(Source data)
+-------+

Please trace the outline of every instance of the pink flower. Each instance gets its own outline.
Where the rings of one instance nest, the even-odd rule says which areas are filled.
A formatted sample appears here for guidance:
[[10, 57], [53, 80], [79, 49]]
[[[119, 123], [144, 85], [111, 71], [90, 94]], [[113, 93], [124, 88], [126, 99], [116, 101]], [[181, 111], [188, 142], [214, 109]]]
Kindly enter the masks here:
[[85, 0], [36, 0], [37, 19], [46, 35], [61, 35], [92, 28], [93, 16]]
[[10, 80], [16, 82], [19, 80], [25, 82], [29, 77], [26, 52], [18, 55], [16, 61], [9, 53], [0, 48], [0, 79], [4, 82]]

+-------+

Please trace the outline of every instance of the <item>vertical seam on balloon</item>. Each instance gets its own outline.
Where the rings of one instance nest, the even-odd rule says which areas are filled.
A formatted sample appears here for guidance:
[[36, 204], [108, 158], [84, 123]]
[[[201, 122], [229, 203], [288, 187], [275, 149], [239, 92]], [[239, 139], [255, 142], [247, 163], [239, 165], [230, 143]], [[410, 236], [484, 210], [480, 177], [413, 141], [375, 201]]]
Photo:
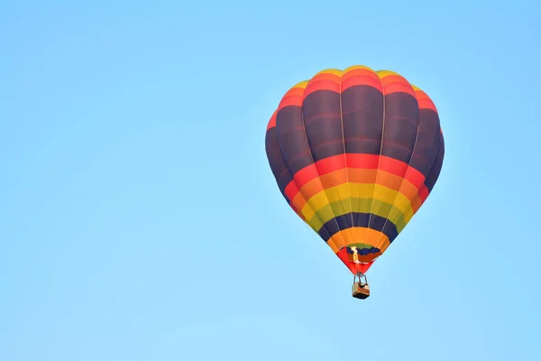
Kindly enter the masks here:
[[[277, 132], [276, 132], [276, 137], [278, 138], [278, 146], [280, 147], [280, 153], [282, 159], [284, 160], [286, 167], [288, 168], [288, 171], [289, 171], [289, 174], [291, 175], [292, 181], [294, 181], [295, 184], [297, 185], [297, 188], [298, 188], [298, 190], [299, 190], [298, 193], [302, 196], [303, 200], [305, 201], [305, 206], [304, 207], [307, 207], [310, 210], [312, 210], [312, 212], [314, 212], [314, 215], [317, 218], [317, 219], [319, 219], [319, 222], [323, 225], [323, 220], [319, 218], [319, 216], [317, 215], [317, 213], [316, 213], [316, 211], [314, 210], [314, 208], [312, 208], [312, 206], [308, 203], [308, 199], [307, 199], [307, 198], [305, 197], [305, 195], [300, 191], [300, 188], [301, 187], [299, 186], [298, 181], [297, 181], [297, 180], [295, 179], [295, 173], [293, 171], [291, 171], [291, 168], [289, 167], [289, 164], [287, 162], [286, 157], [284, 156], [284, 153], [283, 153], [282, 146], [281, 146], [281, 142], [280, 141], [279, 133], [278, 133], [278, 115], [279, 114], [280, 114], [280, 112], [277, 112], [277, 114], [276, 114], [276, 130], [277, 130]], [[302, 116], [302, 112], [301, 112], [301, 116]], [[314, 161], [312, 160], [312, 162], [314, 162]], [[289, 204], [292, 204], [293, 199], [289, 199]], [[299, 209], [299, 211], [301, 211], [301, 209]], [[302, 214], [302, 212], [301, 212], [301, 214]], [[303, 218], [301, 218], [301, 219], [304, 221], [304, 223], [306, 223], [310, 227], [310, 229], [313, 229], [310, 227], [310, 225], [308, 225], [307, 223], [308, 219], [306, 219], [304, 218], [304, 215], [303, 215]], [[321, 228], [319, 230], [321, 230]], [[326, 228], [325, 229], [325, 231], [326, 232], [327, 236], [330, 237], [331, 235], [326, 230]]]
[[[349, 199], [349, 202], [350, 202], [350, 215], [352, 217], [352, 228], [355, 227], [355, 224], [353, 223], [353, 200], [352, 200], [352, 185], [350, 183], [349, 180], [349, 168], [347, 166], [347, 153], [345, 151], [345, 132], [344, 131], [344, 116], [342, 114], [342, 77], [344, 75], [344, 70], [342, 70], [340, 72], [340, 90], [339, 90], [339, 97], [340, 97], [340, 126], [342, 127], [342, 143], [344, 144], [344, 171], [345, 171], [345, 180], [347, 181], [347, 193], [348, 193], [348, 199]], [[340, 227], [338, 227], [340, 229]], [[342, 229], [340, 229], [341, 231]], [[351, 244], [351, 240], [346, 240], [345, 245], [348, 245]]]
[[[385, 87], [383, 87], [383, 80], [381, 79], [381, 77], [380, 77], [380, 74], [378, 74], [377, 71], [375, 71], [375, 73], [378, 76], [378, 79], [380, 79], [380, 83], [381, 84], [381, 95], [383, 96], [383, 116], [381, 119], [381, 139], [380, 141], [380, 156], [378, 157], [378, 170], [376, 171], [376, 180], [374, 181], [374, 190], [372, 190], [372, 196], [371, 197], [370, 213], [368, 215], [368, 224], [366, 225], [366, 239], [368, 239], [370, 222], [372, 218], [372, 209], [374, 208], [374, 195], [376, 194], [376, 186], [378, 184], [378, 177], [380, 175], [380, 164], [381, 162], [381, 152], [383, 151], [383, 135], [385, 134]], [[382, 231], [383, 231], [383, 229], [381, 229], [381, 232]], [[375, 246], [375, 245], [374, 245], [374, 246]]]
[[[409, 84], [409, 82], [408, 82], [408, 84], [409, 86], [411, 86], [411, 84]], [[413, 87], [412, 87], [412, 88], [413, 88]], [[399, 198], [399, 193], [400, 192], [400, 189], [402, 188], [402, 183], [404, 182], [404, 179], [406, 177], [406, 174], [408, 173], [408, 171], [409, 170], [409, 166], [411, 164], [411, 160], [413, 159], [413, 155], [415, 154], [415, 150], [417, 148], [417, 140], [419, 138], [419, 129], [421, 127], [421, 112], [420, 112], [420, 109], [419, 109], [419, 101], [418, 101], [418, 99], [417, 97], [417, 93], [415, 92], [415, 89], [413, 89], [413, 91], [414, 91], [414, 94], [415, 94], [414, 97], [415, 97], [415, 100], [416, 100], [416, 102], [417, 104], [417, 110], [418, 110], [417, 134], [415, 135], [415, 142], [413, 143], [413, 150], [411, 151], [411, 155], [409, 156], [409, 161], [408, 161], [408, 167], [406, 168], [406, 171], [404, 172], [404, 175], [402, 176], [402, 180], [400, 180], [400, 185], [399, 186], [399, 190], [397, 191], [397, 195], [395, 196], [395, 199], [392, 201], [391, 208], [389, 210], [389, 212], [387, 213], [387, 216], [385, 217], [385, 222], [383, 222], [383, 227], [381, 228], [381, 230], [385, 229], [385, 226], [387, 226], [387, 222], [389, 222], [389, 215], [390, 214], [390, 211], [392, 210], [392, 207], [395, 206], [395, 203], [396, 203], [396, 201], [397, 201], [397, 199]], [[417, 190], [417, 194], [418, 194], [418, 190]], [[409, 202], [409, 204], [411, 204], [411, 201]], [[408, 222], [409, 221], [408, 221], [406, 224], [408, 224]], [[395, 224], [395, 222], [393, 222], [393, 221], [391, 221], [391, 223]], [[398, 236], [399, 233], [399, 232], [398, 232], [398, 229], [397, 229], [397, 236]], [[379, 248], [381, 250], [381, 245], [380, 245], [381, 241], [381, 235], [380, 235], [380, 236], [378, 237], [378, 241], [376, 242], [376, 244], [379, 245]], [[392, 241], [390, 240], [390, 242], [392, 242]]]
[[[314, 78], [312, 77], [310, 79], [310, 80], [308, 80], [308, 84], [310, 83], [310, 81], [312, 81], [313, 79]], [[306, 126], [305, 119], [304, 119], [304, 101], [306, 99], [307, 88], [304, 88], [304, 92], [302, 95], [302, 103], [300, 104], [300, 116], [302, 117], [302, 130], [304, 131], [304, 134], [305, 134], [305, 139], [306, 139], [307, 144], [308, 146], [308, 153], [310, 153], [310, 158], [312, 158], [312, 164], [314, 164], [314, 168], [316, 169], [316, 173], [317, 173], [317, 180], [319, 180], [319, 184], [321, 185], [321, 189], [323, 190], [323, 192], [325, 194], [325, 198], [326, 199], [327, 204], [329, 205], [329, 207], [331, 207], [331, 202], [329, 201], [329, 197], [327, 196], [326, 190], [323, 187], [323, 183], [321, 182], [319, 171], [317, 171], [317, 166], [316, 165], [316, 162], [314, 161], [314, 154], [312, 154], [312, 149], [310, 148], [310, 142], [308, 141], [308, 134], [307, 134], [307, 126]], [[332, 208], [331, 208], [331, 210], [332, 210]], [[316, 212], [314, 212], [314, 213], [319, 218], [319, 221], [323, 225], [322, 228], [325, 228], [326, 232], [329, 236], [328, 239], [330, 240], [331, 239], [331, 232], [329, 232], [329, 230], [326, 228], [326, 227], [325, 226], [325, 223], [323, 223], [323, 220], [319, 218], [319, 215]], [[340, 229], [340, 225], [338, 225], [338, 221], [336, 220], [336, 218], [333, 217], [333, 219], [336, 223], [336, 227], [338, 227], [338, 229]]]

+-------+

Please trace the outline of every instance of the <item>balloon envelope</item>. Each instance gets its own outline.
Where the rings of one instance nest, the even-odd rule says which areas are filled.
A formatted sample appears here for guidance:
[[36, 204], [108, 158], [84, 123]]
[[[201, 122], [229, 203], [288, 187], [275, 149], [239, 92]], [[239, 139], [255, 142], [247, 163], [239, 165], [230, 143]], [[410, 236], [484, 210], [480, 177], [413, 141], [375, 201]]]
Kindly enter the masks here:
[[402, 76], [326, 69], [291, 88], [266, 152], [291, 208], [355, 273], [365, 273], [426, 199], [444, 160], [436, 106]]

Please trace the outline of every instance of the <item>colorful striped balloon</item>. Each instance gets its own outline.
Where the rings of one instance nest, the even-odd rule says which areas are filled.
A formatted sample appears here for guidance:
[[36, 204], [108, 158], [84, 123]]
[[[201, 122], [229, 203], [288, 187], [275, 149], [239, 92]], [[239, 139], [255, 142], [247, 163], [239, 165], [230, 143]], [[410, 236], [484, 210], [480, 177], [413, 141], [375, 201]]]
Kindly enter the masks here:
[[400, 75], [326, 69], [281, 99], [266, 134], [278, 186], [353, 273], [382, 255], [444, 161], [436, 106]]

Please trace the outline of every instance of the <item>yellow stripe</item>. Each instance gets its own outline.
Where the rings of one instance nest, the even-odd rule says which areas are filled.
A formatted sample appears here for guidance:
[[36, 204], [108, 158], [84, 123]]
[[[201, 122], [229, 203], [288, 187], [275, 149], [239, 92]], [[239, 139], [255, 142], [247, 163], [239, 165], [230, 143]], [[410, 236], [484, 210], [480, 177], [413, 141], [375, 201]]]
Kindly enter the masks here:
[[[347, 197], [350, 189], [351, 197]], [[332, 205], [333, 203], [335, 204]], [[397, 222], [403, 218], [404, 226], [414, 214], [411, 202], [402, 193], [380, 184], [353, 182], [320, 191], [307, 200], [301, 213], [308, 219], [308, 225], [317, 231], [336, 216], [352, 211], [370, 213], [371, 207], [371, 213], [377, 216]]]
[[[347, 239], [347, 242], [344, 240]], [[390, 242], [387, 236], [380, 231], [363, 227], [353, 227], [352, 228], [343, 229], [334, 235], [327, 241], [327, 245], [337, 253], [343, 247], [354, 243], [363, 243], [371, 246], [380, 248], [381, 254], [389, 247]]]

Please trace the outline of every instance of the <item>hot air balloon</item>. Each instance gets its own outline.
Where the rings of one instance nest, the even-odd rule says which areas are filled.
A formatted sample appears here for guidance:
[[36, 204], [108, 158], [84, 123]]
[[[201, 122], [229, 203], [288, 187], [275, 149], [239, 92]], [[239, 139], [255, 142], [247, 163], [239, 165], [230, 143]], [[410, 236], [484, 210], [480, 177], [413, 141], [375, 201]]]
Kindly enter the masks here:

+-------+

Written exercise: Transcribe every line from the one containing "Please trace the outline of every instance of the pink" down to the one containing "79], [4, 82]]", keeping both of those lines.

Final result:
Please trace the outline of every instance of the pink flower. Each instance gets its own outline.
Where the rings of one instance nest, the even-odd rule says which areas are filled.
A formatted sample appears here for guidance:
[[10, 57], [53, 80], [79, 49]]
[[[119, 123], [144, 85], [111, 71], [90, 94]], [[113, 93], [124, 88], [126, 99], [116, 101]], [[181, 111], [188, 142], [214, 109]]]
Kindly enter the masks here:
[[85, 0], [36, 0], [37, 19], [46, 35], [61, 35], [92, 28], [93, 16]]
[[10, 80], [16, 82], [19, 80], [25, 82], [29, 77], [26, 52], [18, 55], [16, 61], [9, 53], [0, 48], [0, 79], [4, 82]]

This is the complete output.